[Extracted records]
....
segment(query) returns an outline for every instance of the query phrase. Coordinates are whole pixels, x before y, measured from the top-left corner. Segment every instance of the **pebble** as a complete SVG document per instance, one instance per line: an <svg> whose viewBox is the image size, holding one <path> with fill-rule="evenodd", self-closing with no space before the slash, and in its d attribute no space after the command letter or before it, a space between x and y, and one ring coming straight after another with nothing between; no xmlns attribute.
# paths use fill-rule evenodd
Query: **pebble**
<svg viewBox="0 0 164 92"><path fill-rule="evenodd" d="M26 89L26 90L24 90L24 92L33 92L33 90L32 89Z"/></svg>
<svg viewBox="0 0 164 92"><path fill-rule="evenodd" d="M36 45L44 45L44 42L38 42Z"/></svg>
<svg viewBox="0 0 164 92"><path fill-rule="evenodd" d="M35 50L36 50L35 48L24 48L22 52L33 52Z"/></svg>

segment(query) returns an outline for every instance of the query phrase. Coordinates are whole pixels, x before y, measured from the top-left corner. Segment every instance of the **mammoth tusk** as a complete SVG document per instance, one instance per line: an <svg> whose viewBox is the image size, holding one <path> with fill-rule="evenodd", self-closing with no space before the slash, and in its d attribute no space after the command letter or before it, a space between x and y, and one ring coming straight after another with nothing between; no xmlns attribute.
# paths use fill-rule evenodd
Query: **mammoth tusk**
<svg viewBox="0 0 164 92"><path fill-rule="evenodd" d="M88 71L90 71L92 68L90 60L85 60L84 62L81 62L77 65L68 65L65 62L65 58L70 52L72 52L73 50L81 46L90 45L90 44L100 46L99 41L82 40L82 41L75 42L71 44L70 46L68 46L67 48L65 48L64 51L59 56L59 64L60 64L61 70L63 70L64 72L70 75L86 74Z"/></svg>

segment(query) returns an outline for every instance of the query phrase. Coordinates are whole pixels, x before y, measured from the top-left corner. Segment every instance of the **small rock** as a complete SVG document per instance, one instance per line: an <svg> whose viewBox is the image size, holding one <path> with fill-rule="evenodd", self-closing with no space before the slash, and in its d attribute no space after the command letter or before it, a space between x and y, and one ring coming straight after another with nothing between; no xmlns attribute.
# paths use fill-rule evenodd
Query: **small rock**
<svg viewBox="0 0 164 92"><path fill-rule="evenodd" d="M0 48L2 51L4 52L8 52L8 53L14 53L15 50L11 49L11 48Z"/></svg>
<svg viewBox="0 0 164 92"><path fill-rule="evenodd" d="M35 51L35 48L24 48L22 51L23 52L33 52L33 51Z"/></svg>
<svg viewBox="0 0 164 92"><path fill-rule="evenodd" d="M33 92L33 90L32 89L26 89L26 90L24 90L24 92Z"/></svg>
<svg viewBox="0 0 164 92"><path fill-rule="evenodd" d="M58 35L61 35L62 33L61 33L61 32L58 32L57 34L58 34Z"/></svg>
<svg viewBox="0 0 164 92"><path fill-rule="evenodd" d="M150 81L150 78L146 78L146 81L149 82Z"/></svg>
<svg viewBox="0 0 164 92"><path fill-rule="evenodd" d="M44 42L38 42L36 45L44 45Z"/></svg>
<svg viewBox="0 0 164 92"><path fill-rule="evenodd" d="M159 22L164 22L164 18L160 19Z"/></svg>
....
**Exercise**
Render the lines of the records from the line with "of the **mammoth" to the line with "71L90 71L92 68L90", both included, as a Markdown table with the columns n and Line, one row per line with its row number and leaving out blank lines.

**Reply to the task**
| n | Line |
|---|---|
| 1 | segment(query) returns an outline for every instance of the query phrase. Coordinates are whole pixels, x before y, measured from the top-left corner. Segment every instance of the **mammoth tusk** as a complete SVG document per instance, one instance per line: an <svg> whose viewBox is the image size, holding one <path> with fill-rule="evenodd", self-closing with no space before the slash, and in its d attribute no space after the command letter or before it, a space between x and y, and one ring coming straight after another with nothing between; no xmlns attribute. |
| 2 | # paths use fill-rule evenodd |
| 3 | Query: **mammoth tusk** |
| 4 | <svg viewBox="0 0 164 92"><path fill-rule="evenodd" d="M88 71L90 71L92 68L90 60L85 60L84 62L81 62L77 65L68 65L65 62L65 58L70 52L72 52L73 50L81 46L90 45L90 44L100 46L99 41L82 40L82 41L75 42L71 44L70 46L68 46L67 48L65 48L64 51L59 56L59 64L60 64L61 70L63 70L64 72L70 75L86 74Z"/></svg> |